**Problem**. The lines needed are those below that contain the word "denim"; copy each one.

[Data excerpts]
++++++++++++++++++++

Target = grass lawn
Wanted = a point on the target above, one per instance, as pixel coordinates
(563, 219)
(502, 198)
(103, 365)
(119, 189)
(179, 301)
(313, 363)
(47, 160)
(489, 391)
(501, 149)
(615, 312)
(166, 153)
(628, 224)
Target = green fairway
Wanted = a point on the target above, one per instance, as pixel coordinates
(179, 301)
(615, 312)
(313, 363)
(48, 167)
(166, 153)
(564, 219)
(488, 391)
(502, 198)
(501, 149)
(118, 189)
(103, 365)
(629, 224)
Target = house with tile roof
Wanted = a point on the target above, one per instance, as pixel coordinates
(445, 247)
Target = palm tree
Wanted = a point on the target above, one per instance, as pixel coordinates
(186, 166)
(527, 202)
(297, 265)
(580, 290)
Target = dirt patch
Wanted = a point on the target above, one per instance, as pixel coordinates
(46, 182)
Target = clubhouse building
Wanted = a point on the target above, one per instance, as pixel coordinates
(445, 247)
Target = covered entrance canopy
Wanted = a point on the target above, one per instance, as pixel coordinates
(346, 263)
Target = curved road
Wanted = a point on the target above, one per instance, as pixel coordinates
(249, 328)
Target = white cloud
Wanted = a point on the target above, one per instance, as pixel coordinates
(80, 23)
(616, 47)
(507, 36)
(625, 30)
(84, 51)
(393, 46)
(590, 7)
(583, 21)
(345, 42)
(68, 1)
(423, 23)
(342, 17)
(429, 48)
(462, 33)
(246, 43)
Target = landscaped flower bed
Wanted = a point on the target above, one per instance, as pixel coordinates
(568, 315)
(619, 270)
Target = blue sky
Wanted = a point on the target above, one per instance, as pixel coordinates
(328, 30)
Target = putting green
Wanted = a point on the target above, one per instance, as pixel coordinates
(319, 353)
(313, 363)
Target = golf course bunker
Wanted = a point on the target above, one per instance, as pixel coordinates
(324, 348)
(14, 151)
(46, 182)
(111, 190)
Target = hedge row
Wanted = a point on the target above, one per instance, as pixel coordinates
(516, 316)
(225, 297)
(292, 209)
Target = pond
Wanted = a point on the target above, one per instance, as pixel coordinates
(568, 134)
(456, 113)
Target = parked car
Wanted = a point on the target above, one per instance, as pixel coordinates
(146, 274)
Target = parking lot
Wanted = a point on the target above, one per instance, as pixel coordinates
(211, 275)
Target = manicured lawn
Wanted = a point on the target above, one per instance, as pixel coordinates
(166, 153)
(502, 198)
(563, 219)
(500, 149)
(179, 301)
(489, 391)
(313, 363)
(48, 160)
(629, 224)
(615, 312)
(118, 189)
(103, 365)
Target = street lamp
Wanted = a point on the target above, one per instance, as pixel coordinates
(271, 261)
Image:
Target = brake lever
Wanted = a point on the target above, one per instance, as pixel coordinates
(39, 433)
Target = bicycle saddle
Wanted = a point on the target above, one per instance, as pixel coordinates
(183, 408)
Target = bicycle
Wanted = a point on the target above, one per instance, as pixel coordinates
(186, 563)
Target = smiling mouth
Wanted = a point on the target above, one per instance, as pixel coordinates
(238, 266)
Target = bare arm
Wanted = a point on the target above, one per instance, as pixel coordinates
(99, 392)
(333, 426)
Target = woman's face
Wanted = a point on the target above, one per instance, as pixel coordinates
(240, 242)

++++++++++++++++++++

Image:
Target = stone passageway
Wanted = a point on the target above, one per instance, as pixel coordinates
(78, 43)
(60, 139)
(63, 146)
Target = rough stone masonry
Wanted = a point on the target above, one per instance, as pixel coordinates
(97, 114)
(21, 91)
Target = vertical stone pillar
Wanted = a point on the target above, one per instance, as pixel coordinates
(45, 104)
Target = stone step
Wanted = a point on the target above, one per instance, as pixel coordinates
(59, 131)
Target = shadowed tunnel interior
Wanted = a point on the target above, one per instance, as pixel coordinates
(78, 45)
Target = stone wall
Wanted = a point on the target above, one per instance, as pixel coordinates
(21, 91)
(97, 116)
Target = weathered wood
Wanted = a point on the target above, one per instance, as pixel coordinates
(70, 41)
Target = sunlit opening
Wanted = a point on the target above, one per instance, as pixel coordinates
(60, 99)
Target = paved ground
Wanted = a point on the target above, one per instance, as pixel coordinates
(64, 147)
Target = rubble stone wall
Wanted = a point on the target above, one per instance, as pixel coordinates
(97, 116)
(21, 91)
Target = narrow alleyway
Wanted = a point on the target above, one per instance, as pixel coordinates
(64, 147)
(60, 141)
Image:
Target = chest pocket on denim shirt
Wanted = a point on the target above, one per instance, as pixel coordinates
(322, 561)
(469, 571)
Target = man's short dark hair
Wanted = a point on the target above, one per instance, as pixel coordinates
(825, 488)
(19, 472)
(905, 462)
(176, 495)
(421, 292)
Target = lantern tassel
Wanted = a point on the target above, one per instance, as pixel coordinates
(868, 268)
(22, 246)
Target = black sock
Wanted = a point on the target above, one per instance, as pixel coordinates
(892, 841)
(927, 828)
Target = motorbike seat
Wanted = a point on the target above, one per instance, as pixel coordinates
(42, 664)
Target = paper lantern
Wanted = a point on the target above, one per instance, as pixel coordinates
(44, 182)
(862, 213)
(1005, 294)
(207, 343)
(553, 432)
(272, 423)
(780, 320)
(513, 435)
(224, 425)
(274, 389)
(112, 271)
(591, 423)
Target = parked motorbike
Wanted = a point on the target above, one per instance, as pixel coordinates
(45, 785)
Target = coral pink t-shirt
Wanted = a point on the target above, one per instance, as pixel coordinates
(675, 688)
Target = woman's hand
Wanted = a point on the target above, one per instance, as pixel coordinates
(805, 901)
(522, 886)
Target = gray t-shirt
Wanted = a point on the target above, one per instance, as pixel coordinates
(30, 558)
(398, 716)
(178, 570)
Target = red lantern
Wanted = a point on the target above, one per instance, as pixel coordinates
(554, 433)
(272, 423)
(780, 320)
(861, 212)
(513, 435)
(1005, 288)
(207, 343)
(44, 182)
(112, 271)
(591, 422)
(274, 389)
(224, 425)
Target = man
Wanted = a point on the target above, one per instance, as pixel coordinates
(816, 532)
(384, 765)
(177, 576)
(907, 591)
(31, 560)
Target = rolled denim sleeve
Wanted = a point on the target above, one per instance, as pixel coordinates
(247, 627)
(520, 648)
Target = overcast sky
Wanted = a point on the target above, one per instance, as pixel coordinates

++++++++++++++++++++

**Your solution**.
Target = chest pocket on denim shirt
Target = rolled denim sleeve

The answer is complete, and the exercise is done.